Point localization data:
..............................

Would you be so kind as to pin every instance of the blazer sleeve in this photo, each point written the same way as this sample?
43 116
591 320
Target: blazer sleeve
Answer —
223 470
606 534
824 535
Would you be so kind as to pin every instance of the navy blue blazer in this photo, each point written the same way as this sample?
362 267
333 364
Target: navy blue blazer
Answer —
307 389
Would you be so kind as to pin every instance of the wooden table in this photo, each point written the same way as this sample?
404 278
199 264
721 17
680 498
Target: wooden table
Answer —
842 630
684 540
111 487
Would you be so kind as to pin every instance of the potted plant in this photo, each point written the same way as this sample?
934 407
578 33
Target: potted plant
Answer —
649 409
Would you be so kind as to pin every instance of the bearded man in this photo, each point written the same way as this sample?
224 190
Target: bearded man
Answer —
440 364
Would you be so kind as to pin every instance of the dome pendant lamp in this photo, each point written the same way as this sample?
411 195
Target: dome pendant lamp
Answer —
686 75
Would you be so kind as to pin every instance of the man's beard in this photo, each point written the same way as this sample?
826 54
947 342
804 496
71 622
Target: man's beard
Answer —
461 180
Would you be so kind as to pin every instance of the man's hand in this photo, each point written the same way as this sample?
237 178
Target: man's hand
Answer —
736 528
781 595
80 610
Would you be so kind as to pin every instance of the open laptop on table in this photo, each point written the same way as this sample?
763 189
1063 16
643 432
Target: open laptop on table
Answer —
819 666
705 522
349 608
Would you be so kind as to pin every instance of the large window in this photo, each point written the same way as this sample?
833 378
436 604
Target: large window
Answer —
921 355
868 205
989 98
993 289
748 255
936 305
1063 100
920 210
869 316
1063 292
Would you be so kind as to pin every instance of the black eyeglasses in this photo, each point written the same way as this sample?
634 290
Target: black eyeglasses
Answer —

..............................

__Work instructions__
Print out every entry, keeping each one exact.

__Solution to this exercise__
Would you be so kind as to pin every instance of the blazer sleeve in this photo, each point written the same way as this sample?
43 116
591 320
Target: blazer sleeve
Answer —
223 470
606 534
824 535
Would you be so kind as to pin every instance of the navy blue blazer in this photo, each point written the same way as this sample?
362 267
333 364
Target: navy blue blazer
Answer —
307 389
Would you be so kind as to pin every instance of the wooden table in this photo, each point written the same way as this sample?
404 278
199 264
721 17
680 498
Target: wooden table
Answer —
842 630
684 540
111 487
Would you be so kind as to pin every instance of the potted plant in this photo, each point written the same way as this sample?
934 407
578 33
Target: potted plant
Answer —
649 409
Would you be so kind as to pin every instance of the bearded man in this photo, each point written the same way as this sample?
224 190
Target: bearded man
Answer —
440 364
Would you be so kind as to pin every instance of the dome pendant lamp in this photo, each point written the same way as this sample?
411 195
Target: dome pendant lamp
Answer —
686 75
Would you be so kind as to pin every instance of the man's beard in this photo, each point written the same way as this sample?
826 54
947 342
804 496
71 622
Target: man's beard
Answer —
461 180
Would you be so kind as to pin every instance of the man's hand in this photo, each point written the same way as this sample?
237 178
Target: man's hand
Answer —
736 528
781 595
80 610
Would you be so kind as to pin every instance of the open laptop on table in this photo, each point written the same way as this sample?
763 189
1063 16
643 432
Target: open laptop on table
Answer —
819 666
705 522
349 608
Would you be so kind as to pin every instance of the large window in this photo, each point written the same way as this sample?
833 378
436 604
Target: large window
Answer —
921 355
868 205
989 98
993 289
748 255
936 305
1063 100
920 210
869 316
1063 292
Would you be so kind as to pin every instance of the black eyeglasses in this photo, each point written the same way as this sample?
634 290
Target: black eyeglasses
Answer —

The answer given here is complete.